• **Короткое задание A**: Пересчитайте координаты в записях от строки с «Target: brown soil» до строки с «x=166, y=115», включая обе эти строки: перепишите все строки этого отрезка полностью, умножив каждое значение x и y на 2,55 и округлив до целого (половины округляются вверх). Изображения в ответ не включайте.
• **Короткое задание B**: Продолжите текст о шитье, вязании и маминой ткацкой работе с того места, на котором он останавливается.

======== Исходный текст ========

Читаем Человек планеты, любящий мир. Преподобный Мун Сон Мён. Автобиография полностью

Я всегда был довольно рукастым парнем и сам шил себе одежду. Когда наступали холода, я мог быстренько связать себе теплую шапку. У меня это получалось даже лучше, чем у женщин, и я порой давал советы по вязанию своим старшим сестрам. Однажды я связал теплый шарф для Хё Сон.

У меня были не руки, а настоящие медвежьи лапищи, но мне очень нравилось рукоделие, и я даже шил себе нижнее белье. Я отматывал от рулона кусок ткани, складывал его пополам, вырезал по шаблону, сшивал, подрубал и надевал на себя. Когда я таким образом сшил маме пару традиционных корейских носков, она выразила свое одобрение так: «Ну-ну! Я-то думала, что второй сын только и умеет, что бить баклуши, а он мне вон какие хорошие носки смастерил!»

В те времена в качестве приданого для сына или дочери родители должны были заранее приготовить отрезы хлопчатобумажной ткани. Наша мама брала хлопковую вату, прикрепляла ее к прялке и пряла нитки. На диалекте провинции Пхёнан они назывались «токкенги». Затем она заправляла в ткацкий станок ряд из двадцати нитей и ткала по двенадцать, тринадцать полотен ткани и даже больше. Каждый раз, когда кто-то из детей вступал в брак, из-под огрубевших пальцев матери выходили мягкие и красивые ткани, по качеству не уступавшие самому лучшему атласу. Ее руки были необыкновенно проворными! Если другие успевали в день соткать три-четыре куска ткани, то у мамы выходило двадцать и даже больше. Если она торопилась закончить подготовку к свадьбе одной из моих старших сестер, она могла за день соткать целый рулон! У мамы был крайне нетерпеливый характер. Как только она принимала решение, она тут же приступала к делу и трудилась не покладая рук, пока не заканчивала работу. В этом я очень похож на нее.

======== Материал для упражнения ========

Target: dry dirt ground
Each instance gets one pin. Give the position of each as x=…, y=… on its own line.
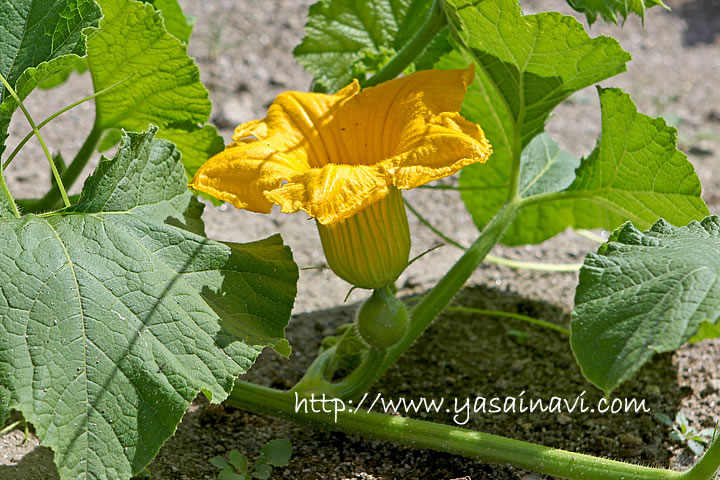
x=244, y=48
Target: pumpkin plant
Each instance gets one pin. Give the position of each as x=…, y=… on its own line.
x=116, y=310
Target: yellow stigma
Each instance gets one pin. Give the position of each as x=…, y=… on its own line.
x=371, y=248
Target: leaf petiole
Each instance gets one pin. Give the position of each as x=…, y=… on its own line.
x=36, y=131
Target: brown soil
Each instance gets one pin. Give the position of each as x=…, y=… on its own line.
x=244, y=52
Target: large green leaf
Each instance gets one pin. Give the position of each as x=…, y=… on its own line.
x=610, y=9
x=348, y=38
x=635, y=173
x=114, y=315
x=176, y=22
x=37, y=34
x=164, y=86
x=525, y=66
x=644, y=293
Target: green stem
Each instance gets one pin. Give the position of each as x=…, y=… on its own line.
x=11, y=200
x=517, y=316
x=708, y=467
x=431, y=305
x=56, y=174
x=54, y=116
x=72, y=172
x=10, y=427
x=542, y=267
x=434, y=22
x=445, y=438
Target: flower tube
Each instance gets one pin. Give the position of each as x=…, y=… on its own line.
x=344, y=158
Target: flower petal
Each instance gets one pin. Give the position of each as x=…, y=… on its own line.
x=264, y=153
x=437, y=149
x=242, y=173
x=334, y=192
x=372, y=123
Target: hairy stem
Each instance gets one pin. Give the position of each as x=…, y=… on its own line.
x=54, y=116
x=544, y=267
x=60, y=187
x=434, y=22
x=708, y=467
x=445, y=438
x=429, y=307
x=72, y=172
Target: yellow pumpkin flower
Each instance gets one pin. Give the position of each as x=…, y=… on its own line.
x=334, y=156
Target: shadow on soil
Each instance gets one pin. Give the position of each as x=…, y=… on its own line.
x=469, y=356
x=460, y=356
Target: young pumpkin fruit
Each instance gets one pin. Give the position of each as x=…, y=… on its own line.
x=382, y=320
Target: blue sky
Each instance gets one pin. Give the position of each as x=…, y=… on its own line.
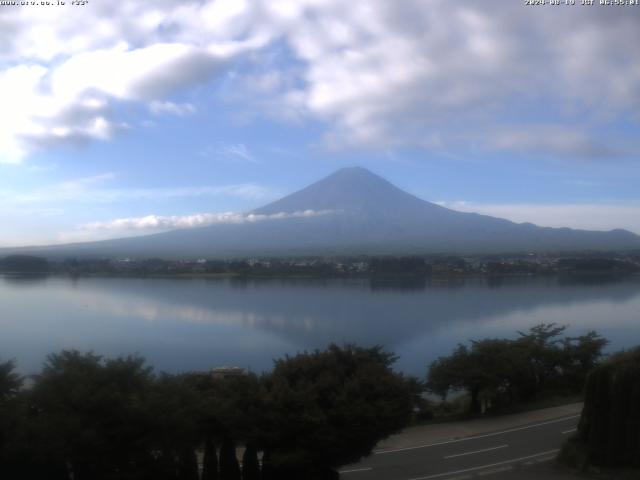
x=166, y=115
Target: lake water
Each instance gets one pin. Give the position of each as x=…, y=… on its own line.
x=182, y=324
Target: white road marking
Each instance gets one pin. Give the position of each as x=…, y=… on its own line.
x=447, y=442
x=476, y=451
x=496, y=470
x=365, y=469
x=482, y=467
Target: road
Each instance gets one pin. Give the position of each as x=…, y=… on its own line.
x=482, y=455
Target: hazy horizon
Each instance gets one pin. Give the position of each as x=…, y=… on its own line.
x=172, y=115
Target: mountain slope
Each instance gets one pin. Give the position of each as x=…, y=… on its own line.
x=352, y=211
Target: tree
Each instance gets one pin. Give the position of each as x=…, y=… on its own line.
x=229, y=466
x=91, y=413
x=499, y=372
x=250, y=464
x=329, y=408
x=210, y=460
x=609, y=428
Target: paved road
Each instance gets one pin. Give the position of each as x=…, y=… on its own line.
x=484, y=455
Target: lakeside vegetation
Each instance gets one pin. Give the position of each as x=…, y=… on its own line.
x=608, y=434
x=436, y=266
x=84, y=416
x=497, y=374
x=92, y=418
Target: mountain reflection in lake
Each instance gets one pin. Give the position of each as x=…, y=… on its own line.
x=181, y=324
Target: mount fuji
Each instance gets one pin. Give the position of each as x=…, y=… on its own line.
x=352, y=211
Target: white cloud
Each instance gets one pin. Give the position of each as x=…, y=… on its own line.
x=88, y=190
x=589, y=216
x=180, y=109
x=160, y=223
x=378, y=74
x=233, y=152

========

• **Ответ на задание A**:
Target: brown soil
Each instance gets one pin. Give the position of each as x=…, y=… on its own line.
x=622, y=133
Target: large green leaf
Each instance gets one pin. Give the position of each as x=…, y=… on its own line.
x=1556, y=23
x=887, y=97
x=1619, y=441
x=291, y=803
x=449, y=56
x=94, y=87
x=418, y=219
x=1339, y=168
x=1642, y=747
Target: green stem
Each instance gets one pin. Give the position of each as x=…, y=… on its own line.
x=28, y=510
x=1318, y=806
x=1805, y=1191
x=1099, y=778
x=143, y=444
x=138, y=296
x=184, y=439
x=26, y=1089
x=1382, y=681
x=1107, y=56
x=1135, y=1117
Target: flower tube
Each instance gets one pin. Give the position of each as x=…, y=… on its own line.
x=877, y=403
Target: flower petal
Each instance gets one pin. Give the position of each as x=…, y=… on its own line.
x=673, y=390
x=1114, y=380
x=617, y=441
x=852, y=490
x=949, y=314
Target: hairy stem
Each instance gets one pin. Give the position of each as x=…, y=… on its own line.
x=138, y=296
x=1387, y=681
x=153, y=477
x=1107, y=56
x=1805, y=1191
x=1135, y=1117
x=1094, y=783
x=184, y=439
Target: yellow pumpkin flower
Each instance gets one pin. Give the position of each as x=…, y=… on its own line.
x=852, y=398
Target: shadow on soil
Each instance gets one pin. Give the position of each as x=…, y=… on its own line.
x=1196, y=908
x=1173, y=908
Target: young pumpkin fruit
Each instance gets one pin. Give the position of each as x=…, y=… on its own line.
x=974, y=816
Target: blue sky
Each instance gets one pin. Give the position of each as x=…, y=… on its own line.
x=423, y=293

• **Ответ на задание B**:
С детства я привык есть все подряд — к примеру, я очень любил кукурузу, свежие огурцы, сырую картошку и сырые бобы. Однажды, придя в гости к маминым родственникам, жившим в восьми километрах от нас, я заметил у них на огороде какие-то круглые растения. Я спросил, что это такое, и мне ответили, что это чигва — сладкий картофель. Мне накопали немножко этого картофеля и запекли на костре. Когда я отведал печеной картошки, она мне так понравилась, что я набрал целую корзину и съел все сам. С тех пор я не мог усидеть дома дольше трех дней и постоянно убегал к маминым родственникам. Крикнув на весь дом: «Мам, я пойду погулять!», я пробегал все расстояние до их дома и на славу угощался сладким картофелем.

В наших краях бытовало такое понятие, как майский «картофельный перевал». Мы всю зиму питались картошкой, пытаясь дотянуть до весны, когда начинал поспевать ячмень. Май был для нас критическим месяцем, ведь если запасы картошки истощались до того, как созревал ячмень, людям приходилось голодать. Выжить в период, когда картофель подходит к концу, а ячмень еще не созрел, было так же тяжело, как и вскарабкаться на крутой горный перевал, поэтому мы и называли это время «картофельным перевалом».

Ячмень, которым мы питались тогда, не имел ничего общего с тем сладким и отборным ячменем, который мы знаем сегодня. Это был сорт ячменя не с круглыми, а с продолговатыми и очень твердыми зернами, но нас он вполне устраивал. Перед варкой мы замачивали его в воде на двое суток. Когда мы садились есть, я пытался ложкой примять ячмень в тарелке, чтобы хоть как-то сбить его в кучку, но у меня ничего не получалось. Стоило мне набрать полную ложку ячменя, как он попросту рассыпался, словно куча песка. Тогда я добавлял в него кочху­джан[5] и набивал этой смесью полный рот. Когда я жевал ячмень, мелкие зернышки так и норовили проскользнуть у меня между зубами, поэтому мне приходилось есть с плотно закрытым ртом.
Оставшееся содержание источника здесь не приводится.